Exactly as written, transcribe each record below.

.....

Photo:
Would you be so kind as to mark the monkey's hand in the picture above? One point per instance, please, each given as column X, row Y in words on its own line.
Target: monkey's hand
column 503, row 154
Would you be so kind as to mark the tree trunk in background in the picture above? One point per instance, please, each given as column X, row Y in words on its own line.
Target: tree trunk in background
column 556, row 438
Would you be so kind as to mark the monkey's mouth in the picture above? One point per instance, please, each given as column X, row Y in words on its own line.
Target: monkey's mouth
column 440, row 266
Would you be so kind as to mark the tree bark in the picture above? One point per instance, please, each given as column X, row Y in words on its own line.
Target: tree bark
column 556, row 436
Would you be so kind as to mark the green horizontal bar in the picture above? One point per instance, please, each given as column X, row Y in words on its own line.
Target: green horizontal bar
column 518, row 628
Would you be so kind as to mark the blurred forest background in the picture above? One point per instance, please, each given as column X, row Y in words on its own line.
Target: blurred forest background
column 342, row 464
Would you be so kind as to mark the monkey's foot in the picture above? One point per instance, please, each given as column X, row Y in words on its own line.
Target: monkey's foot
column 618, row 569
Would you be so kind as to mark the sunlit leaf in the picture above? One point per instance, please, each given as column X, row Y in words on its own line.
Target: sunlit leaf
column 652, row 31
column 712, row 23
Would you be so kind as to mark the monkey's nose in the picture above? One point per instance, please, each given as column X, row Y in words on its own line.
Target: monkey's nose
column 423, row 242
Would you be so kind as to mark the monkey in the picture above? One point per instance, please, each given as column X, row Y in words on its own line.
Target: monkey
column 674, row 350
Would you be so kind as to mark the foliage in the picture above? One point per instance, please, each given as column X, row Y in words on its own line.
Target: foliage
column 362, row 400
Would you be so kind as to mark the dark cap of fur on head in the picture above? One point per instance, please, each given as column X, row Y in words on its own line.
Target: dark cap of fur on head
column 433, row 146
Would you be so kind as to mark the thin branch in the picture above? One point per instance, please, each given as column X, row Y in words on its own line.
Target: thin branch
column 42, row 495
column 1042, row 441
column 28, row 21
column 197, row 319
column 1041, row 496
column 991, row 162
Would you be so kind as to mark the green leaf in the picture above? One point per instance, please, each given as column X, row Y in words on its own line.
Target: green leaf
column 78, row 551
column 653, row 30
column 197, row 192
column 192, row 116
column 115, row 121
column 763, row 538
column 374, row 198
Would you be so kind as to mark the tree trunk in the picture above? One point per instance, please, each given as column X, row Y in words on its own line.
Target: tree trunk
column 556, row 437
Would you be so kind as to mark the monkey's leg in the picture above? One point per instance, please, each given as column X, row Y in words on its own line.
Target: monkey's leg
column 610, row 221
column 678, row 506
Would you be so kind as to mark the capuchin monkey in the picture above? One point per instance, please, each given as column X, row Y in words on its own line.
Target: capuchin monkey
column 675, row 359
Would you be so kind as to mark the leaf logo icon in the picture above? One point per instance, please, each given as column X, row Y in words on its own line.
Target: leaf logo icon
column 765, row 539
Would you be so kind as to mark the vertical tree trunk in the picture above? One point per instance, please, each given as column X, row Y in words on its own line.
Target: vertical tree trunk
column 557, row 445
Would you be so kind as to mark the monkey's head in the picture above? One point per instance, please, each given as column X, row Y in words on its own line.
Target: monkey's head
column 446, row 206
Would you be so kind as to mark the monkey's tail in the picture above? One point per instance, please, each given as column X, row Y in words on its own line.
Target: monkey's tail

.....

**Result for this task:**
Photo:
Would you be so kind as to mark the monkey's hand in the picture above? One point per instance, please, each given as column X, row Y in words on its own line.
Target: monkey's hand
column 503, row 154
Would you be so kind as to mark the tree trunk in background in the picture above? One point per instance, please, each given as column X, row Y in words on its own line.
Target: tree trunk in background
column 556, row 438
Would you be so kind as to mark the monkey's mouth in the picture above? One point per instance, please, each given as column X, row Y in words on its own line.
Target: monkey's mouth
column 440, row 266
Would you be so kind as to mark the tree bark in the picture above? One point per instance, please, each given as column X, row Y in words on its own line.
Target: tree bark
column 556, row 436
Would you be so kind as to mark the green horizontal bar in the picture above? One point per instance, please, each given as column X, row Y in words on its own line.
Target: green horizontal bar
column 518, row 628
Would you be so kind as to mark the blurred forest background in the picture above? One point per instance, please, each given as column X, row Y in words on its own line.
Target: blurred forest background
column 342, row 464
Would you be so kind as to mark the monkey's foot in the picture above? One point per instance, please, each given as column X, row Y in words on its own line.
Target: monkey's foot
column 618, row 569
Would you be so kind as to mark the sunlit leaf in the picture above? One point per instance, please, each given as column X, row Y in words on its own line.
Target: sunlit leaf
column 652, row 31
column 712, row 23
Would you be so kind as to mark the monkey's nose in the picture above? One point per instance, please, each given as column X, row Y in words on its own line.
Target: monkey's nose
column 423, row 242
Would you be so kind as to mark the monkey in the picture above? One point per instance, please, each given as column X, row Y in words on its own line.
Target: monkey
column 674, row 350
Would you be so kind as to mark the foliage in the picture above? One point per instance, please, each given as column X, row Y in words on its own line.
Target: foliage
column 362, row 400
Would you be so kind as to mark the dark cap of fur on head in the picture above? One point per instance, please, each given as column X, row Y in words on its own line.
Target: dark cap of fur on head
column 433, row 146
Would you be so kind as to mark the thin branch in the picture above? One point per instance, please, each given as column X, row Y in words on its own line.
Target: thin branch
column 42, row 495
column 1042, row 441
column 28, row 21
column 197, row 319
column 1041, row 496
column 991, row 162
Would you be so kind as to mark the green leaf in the picture above? One point per instance, please, each given as column X, row Y in words on its own line.
Target: green leaf
column 78, row 551
column 653, row 30
column 197, row 192
column 192, row 116
column 115, row 121
column 763, row 538
column 374, row 198
Would you be so kind as to mark the tree trunk in the picture above? One point per instance, please, each given as column X, row Y in words on its own line.
Target: tree trunk
column 556, row 437
Would you be so kind as to mark the monkey's leg in the picture above? One point per instance, please, each given as column X, row Y in words on its own line.
Target: monkey's leg
column 610, row 221
column 678, row 506
Would you be so kind as to mark the capuchin monkey in the picture above? One point per instance, please, each given as column X, row Y in words on its own line.
Target: capuchin monkey
column 675, row 359
Would you be so kind as to mark the leaf logo icon in the picture above? One point per instance, please, each given as column X, row Y in words on its own line.
Target: leaf logo icon
column 765, row 539
Would you be so kind as to mark the vertical tree trunk in the picture above? One point per instance, please, each given as column X, row Y in words on its own line.
Target: vertical tree trunk
column 557, row 445
Would you be so kind as to mark the monkey's head in the picture above? One point per instance, please, each given as column X, row Y in words on its own line.
Target: monkey's head
column 446, row 206
Would you be so kind as to mark the monkey's tail in the picture above? One point per instance, please, each given as column X, row Y in words on its own line.
Target: monkey's tail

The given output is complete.